### Exercise description:
Rewrite the listing below as a numbered list and omit any blank lines.

### Provided records:
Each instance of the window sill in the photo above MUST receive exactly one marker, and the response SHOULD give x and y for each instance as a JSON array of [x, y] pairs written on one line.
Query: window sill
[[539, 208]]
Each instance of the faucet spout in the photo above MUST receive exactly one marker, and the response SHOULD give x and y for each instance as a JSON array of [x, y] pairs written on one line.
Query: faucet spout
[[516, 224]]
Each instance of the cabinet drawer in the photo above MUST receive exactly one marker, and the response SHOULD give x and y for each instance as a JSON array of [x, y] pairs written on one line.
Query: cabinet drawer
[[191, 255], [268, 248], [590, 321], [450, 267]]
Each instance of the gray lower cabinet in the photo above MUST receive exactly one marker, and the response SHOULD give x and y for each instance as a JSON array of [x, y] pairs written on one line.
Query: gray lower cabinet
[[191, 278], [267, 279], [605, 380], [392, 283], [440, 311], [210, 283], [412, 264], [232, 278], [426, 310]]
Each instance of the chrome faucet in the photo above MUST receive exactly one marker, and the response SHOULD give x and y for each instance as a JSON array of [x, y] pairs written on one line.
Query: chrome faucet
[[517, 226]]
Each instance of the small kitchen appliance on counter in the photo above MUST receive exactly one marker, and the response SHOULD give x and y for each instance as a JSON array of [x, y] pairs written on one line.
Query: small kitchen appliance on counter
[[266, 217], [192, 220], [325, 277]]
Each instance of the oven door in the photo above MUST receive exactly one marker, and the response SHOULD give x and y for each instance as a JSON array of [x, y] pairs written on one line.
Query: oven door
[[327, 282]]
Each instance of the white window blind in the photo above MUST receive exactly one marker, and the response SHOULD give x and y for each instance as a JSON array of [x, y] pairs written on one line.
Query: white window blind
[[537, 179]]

### Full output:
1. Each instance of the window sill in the photo above MUST receive exactly one marker, and the response SHOULD give x and y for each instance as a JSON array of [x, y] pairs written on one line.
2. Query: window sill
3. [[539, 208]]
4. Each instance of the faucet spout in the photo above MUST receive exactly one marker, and the response SHOULD give x and y for each instance as a JSON array of [x, y] pairs written on one line.
5. Query: faucet spout
6. [[516, 224]]
7. Each instance of the cabinet drawer in the photo above MUST receive exactly one marker, and the response SHOULD give x and y for each instance as a JSON array of [x, y] pairs written on one line.
8. Query: cabinet drawer
9. [[191, 255], [268, 248], [590, 321], [450, 267]]
10. Each instance of the gray lower cabinet in the photo above MUST receive exactly one marker, and the response SHOULD give x and y for each instance as a JSON array of [x, y] pairs written on one line.
11. Query: gray lower cabinet
12. [[191, 278], [267, 279], [605, 380], [392, 283], [440, 311], [210, 283], [412, 264], [232, 278], [426, 310]]
13. Each instance of the chrome faucet in the photo above MUST receive exactly one marker, and the response SHOULD give x and y for each instance as a JSON array of [x, y] pairs written on one line.
14. Query: chrome faucet
15. [[517, 226]]
16. Each instance of the small kitchen appliance on counter in the photo above MUST receive exactly one marker, and the response SHOULD give x and y for each instance as a JSON array of [x, y] pairs written on one line.
17. Query: small kitchen appliance on counter
18. [[266, 217], [192, 220], [325, 277]]
19. Each instance of the oven door in the photo above MUST receive exactly one marker, and the response SHOULD give x and y for each instance as a JSON array of [x, y] pairs written on one line.
20. Query: oven door
21. [[327, 282]]
22. Each instance of the white window blind in the photo above MUST receive exactly one marker, and the response SHOULD give x and y for each instance as a JSON array of [x, y] pairs written on one line.
23. Query: white window blind
24. [[537, 179]]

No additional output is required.